[Location identification items]
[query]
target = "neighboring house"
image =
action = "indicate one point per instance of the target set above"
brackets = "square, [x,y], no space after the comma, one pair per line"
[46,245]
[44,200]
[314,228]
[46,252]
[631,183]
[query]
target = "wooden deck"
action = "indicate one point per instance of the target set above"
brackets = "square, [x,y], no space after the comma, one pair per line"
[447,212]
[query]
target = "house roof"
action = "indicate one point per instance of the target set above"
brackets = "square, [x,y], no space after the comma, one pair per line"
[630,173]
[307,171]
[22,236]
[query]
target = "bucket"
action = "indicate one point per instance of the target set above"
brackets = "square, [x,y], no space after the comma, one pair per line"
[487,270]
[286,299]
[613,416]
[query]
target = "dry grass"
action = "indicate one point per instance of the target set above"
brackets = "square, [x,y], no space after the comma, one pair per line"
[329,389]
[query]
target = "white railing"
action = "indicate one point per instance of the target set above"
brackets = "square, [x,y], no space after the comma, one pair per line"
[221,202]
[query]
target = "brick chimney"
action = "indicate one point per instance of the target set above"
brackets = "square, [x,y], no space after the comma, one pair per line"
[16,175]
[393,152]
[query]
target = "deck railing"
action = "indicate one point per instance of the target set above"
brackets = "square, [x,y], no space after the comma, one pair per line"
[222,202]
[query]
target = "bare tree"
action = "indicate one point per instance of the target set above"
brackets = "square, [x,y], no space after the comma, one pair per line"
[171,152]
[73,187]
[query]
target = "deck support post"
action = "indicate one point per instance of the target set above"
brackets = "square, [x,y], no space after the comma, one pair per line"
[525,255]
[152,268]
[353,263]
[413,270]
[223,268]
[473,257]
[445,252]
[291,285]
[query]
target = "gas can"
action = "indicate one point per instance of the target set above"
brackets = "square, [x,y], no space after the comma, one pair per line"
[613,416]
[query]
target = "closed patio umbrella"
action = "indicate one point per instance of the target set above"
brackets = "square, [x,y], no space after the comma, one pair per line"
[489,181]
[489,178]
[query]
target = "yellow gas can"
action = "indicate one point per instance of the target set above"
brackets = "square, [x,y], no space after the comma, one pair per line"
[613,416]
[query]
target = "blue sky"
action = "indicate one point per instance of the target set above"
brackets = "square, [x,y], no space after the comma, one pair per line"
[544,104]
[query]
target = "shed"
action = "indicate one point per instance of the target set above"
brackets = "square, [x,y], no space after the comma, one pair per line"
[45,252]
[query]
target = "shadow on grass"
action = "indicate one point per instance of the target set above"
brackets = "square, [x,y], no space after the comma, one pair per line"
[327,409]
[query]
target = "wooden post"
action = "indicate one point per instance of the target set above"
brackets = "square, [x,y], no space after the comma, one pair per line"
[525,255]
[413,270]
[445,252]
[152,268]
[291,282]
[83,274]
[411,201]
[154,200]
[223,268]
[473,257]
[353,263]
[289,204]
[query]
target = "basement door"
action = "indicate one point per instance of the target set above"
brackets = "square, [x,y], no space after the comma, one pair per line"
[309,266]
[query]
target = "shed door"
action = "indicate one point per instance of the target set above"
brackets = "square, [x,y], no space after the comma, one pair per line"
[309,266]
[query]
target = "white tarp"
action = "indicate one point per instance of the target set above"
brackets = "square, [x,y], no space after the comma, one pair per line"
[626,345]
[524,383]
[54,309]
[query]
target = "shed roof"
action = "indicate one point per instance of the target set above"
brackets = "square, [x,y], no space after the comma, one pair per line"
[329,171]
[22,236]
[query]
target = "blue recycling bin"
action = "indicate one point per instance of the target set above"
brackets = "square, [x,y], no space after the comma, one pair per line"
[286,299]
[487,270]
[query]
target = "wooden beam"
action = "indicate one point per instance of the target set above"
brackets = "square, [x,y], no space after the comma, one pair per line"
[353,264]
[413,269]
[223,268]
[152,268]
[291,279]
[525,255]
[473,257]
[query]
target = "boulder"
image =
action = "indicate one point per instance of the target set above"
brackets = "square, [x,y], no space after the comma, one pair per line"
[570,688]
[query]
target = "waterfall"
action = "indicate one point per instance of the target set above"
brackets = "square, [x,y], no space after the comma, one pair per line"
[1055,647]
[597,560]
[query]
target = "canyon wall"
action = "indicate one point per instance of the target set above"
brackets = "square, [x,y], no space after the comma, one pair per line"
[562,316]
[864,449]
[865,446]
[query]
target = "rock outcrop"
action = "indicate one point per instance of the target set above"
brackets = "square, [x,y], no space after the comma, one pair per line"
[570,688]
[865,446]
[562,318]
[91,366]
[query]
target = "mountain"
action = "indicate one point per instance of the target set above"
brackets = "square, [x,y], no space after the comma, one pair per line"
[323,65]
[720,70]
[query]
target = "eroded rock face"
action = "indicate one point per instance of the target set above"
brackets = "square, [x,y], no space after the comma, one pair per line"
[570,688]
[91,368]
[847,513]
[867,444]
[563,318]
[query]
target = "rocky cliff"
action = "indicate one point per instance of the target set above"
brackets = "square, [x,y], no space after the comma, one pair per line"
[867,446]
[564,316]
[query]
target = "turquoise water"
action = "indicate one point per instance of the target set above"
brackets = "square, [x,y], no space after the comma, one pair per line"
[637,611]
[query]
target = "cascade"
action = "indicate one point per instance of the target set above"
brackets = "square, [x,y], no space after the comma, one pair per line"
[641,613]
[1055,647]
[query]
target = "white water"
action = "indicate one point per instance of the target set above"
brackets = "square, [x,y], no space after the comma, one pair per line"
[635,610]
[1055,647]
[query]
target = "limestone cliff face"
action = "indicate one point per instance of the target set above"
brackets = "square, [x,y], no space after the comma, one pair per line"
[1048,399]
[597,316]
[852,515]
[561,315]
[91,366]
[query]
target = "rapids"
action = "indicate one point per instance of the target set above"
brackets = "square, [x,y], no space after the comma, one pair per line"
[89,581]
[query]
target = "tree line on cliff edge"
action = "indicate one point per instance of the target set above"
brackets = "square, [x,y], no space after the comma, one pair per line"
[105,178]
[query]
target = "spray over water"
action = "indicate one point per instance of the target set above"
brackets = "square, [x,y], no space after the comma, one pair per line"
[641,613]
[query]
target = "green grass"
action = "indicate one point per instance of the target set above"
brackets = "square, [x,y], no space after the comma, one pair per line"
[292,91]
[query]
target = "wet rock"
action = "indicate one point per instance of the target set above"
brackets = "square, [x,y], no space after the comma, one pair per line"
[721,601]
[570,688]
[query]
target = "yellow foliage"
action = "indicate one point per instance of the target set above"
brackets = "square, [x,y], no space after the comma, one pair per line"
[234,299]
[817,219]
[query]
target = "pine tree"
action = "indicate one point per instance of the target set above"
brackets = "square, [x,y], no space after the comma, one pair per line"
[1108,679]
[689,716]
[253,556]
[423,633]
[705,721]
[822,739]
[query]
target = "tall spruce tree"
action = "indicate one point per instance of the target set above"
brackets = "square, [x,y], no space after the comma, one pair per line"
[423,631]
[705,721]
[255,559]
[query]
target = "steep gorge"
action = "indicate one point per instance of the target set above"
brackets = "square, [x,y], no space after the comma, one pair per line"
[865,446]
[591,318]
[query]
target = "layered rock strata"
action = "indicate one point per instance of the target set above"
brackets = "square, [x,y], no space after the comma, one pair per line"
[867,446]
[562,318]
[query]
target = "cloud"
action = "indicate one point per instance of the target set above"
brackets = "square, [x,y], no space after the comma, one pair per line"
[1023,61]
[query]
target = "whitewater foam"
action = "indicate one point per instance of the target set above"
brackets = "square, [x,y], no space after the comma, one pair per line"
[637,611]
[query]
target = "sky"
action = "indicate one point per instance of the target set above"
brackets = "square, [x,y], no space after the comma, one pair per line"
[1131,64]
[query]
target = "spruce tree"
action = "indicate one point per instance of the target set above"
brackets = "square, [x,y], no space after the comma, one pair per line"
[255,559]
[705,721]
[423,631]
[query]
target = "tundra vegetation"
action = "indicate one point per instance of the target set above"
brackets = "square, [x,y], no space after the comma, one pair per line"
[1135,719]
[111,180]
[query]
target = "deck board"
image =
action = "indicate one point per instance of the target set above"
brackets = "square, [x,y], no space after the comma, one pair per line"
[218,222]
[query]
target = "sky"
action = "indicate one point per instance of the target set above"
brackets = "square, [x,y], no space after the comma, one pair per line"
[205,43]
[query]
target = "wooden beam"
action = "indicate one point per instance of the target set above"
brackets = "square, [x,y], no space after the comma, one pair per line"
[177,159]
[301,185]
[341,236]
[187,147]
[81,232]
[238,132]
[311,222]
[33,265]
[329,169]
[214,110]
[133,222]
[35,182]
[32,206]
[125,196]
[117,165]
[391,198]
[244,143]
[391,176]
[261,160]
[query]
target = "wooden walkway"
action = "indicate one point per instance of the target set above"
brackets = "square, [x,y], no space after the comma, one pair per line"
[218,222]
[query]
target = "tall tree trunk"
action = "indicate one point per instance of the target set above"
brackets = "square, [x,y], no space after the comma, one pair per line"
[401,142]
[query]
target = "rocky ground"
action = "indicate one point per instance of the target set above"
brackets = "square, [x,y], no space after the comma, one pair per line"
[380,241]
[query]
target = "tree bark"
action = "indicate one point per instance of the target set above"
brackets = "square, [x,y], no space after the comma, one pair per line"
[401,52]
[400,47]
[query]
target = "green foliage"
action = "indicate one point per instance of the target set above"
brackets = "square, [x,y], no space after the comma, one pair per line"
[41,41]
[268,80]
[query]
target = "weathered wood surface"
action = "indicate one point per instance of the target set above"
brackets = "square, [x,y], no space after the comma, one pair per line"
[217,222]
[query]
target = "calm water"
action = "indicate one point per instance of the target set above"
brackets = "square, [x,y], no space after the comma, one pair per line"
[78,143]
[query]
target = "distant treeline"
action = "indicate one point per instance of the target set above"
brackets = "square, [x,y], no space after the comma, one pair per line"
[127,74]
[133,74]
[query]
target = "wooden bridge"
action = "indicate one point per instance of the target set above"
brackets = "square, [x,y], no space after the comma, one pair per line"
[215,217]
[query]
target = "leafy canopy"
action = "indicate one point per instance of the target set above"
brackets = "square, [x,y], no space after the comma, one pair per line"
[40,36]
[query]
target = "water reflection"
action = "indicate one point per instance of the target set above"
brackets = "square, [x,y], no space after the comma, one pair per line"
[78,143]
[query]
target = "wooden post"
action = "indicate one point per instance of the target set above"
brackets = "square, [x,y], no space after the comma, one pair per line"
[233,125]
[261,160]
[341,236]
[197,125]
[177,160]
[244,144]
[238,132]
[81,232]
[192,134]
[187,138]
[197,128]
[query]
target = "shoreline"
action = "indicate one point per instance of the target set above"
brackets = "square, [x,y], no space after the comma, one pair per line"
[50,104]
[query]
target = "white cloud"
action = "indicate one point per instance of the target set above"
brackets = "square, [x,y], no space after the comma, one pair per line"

Exercise task -
Extract every line from the material above that contains the word "foliage", matching case exactly.

Exercise result -
target = "yellow foliage"
target = "green foliage"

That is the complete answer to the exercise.